* _Set of tasks_:
1: In the passage on promoting from within, what happened to Sid Daniels' position after his IT department lost two of its best minds?
2: From the passage on promoting from within, quote the part that opens with the words containing "As you can imagine, both" and closes with "the whole company.".
3: Translate this sentence from the passage on promoting from within into Spanish: "You have a greater chance of retaining quality employees when they can see reward for their labor and are incentivized."

People who are demoralized quit when they are not rewarded for their hard work

Ben, one of the  deputies referred to above said in an interview that Sid once said to him, “I value the loyalty of my staff to the Department” to which Ben replied, “My loyalty isn’t to you, it’s to the company“.

As you can imagine, both deputies eventually suffered a loss of morale, reducing the quality of their work and one has now retired, while the other went to a similar company in a position with significantly higher pay and prestige.

You have a greater chance of retaining quality employees when they can see reward for their labor and are incentivized. Dragging your feet about raises or juicy assignments can backfire big time.

Business suffers when you don’t promote from within

Sid Daniels’ IT department took a hit losing two of its best minds and ended up outsourcing significant technical functions, adding a level of red tape for new process approvals. While he kept his salary, he was eventually demoted to a position with less responsibility. Short-sightedness on Sid’s part had a negative impact on his department and the whole company.

Those companies that regularly promote from within always have a leadership pipeline with superstars in the wings when high level positions need filling. These companies, according to business researcher and author Jim Collins, are also the ones standing the best chance of becoming great for the long haul.

* _Data supplied_:
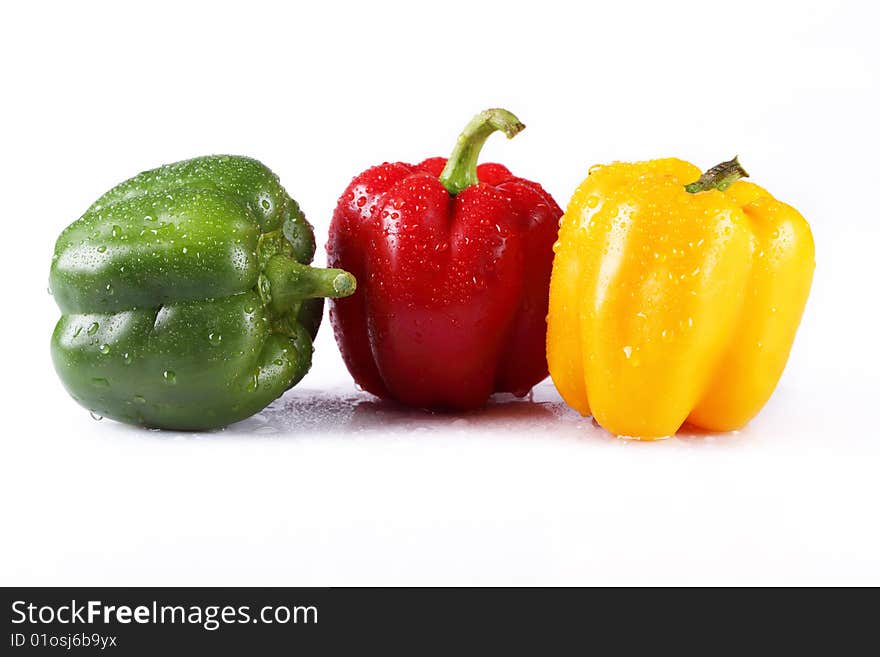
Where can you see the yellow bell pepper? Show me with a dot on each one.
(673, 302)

--

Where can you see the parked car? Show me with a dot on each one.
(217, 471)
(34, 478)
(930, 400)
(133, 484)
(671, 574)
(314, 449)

* * *

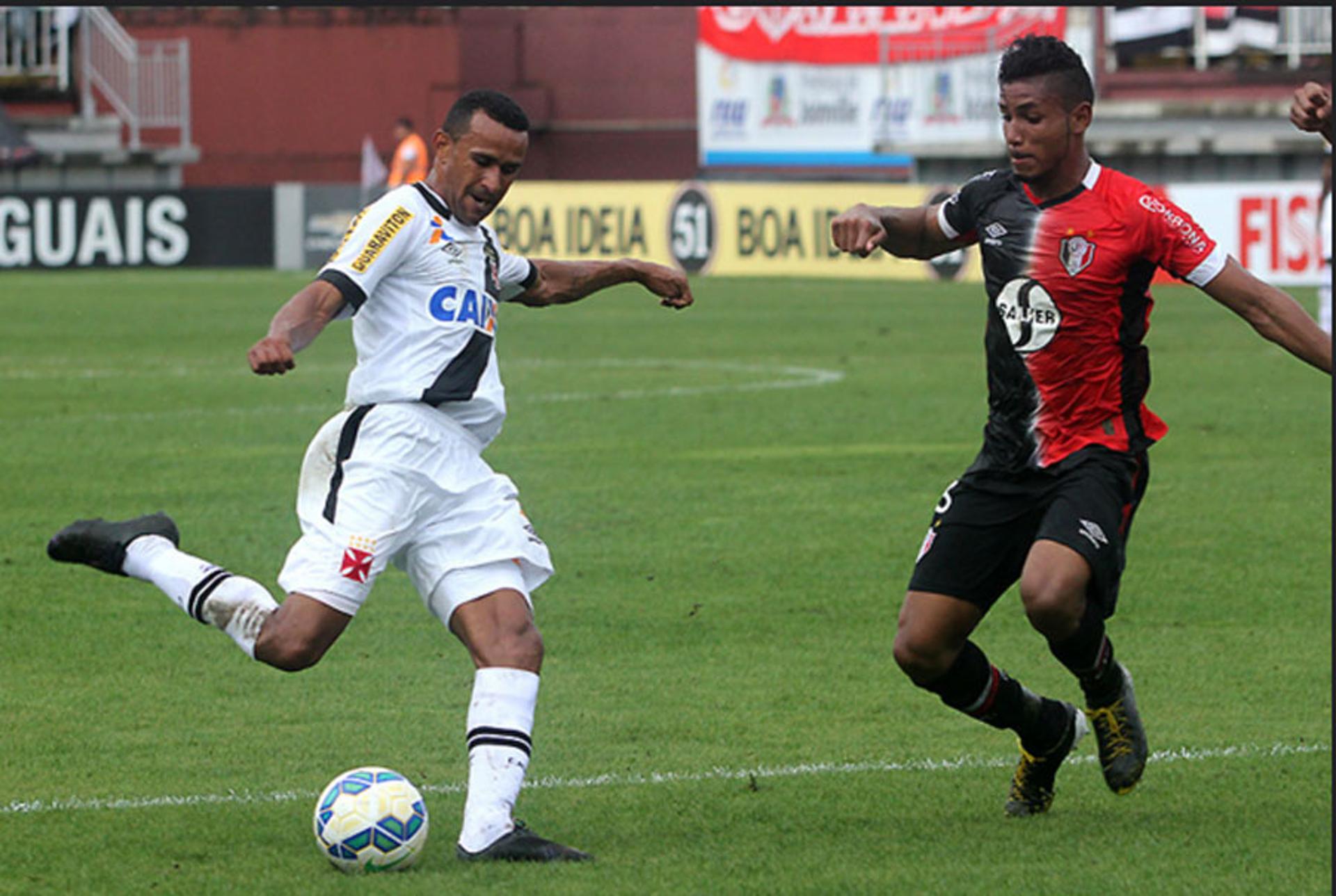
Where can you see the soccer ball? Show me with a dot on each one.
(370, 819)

* _Solutions to the exercise_:
1: He kept his salary but was eventually demoted to a position with less responsibility.

2:
As you can imagine, both deputies eventually suffered a loss of morale, reducing the quality of their work and one has now retired, while the other went to a similar company in a position with significantly higher pay and prestige.

You have a greater chance of retaining quality employees when they can see reward for their labor and are incentivized. Dragging your feet about raises or juicy assignments can backfire big time.

Business suffers when you don’t promote from within

Sid Daniels’ IT department took a hit losing two of its best minds and ended up outsourcing significant technical functions, adding a level of red tape for new process approvals. While he kept his salary, he was eventually demoted to a position with less responsibility. Short-sightedness on Sid’s part had a negative impact on his department and the whole company.

3: Tiene más probabilidades de retener a empleados de calidad cuando pueden ver una recompensa por su trabajo y cuentan con incentivos.